(Photo-based referring expression data)
┄┄┄┄┄┄┄┄┄┄
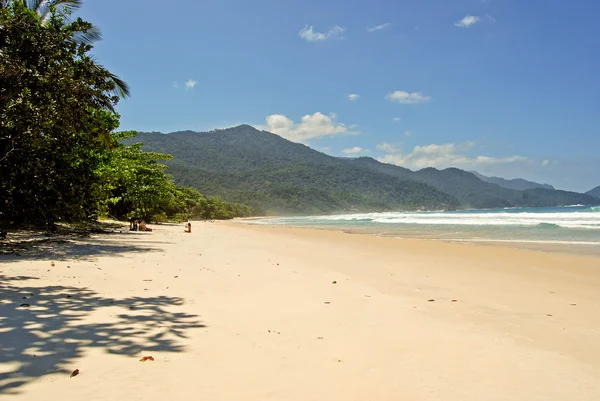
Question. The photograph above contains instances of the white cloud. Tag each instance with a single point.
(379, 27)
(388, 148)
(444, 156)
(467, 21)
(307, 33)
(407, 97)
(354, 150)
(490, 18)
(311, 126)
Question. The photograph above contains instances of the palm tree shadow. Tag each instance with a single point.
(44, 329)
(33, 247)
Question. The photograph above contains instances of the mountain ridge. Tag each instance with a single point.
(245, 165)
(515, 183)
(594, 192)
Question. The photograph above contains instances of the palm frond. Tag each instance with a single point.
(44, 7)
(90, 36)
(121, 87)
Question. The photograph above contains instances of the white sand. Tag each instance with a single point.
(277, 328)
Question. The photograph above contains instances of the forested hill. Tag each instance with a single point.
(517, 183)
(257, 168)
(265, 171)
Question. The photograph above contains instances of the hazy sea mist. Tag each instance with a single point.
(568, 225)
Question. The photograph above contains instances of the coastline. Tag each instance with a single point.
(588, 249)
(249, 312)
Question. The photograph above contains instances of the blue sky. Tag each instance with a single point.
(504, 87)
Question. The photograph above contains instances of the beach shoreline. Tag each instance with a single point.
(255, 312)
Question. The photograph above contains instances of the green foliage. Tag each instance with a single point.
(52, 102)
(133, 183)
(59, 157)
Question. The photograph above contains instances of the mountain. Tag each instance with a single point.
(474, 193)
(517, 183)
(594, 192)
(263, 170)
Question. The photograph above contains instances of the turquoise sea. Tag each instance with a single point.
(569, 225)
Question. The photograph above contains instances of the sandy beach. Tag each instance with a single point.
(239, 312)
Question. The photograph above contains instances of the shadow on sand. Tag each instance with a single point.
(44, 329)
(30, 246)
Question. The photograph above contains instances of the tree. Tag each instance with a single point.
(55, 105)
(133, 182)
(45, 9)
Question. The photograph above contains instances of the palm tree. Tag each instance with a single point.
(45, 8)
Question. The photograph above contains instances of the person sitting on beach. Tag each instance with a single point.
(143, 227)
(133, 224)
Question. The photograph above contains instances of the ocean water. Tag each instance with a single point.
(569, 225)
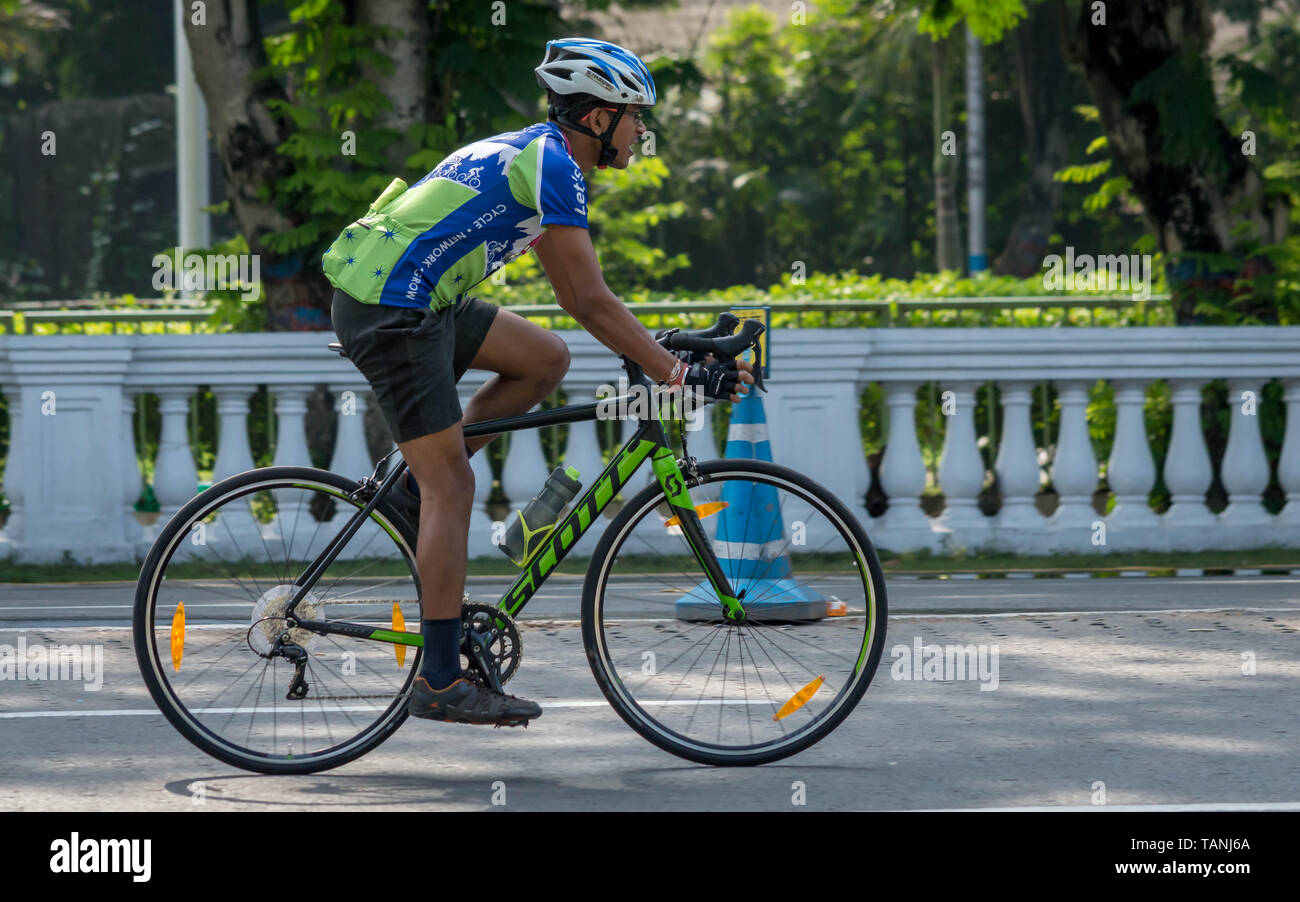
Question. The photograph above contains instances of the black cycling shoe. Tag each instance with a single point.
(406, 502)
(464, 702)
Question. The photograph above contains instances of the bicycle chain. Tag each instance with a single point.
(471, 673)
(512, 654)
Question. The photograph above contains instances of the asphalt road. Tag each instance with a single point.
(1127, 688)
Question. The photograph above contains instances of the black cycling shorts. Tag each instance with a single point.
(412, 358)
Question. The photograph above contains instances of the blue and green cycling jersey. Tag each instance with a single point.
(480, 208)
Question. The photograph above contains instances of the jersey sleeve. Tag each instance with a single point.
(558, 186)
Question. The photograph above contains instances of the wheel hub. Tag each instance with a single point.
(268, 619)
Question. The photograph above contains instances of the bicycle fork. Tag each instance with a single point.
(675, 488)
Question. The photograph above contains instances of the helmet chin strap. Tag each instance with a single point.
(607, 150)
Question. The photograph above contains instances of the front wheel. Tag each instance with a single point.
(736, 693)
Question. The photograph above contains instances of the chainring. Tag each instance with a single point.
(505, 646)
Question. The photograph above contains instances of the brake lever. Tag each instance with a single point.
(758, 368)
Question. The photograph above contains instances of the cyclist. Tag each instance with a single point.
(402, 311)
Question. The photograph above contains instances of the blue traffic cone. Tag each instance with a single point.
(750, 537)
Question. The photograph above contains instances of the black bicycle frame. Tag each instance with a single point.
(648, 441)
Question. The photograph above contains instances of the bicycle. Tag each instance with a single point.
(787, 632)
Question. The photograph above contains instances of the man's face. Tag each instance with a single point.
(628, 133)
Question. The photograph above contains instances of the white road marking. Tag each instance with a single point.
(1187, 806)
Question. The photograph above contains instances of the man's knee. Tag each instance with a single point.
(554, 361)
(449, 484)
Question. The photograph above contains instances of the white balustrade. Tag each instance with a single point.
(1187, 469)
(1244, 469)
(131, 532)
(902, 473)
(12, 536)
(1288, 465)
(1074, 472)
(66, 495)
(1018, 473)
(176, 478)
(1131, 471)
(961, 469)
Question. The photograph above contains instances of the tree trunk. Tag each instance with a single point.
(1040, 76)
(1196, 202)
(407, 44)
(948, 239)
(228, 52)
┄┄┄┄┄┄┄┄┄┄
■ Exercise requirements
Return exactly the run of lines that opens with the one containing "knee. Tag each instance with a single point." and closes with the last line of the records above.

■ Expected answer
Question. The photograph above contains instances of the man's knee. Tag each instance with a single point.
(554, 361)
(449, 484)
Question. The photograph above contains instances of the white balustrade. Tag each instance with a single point.
(1187, 469)
(1244, 469)
(131, 532)
(902, 473)
(12, 536)
(1288, 465)
(1074, 472)
(66, 495)
(1018, 473)
(176, 478)
(1131, 471)
(961, 469)
Question. The photograph above contains instances of the tree trunk. Tag each instance with a single point.
(1040, 76)
(1196, 202)
(407, 44)
(948, 239)
(228, 52)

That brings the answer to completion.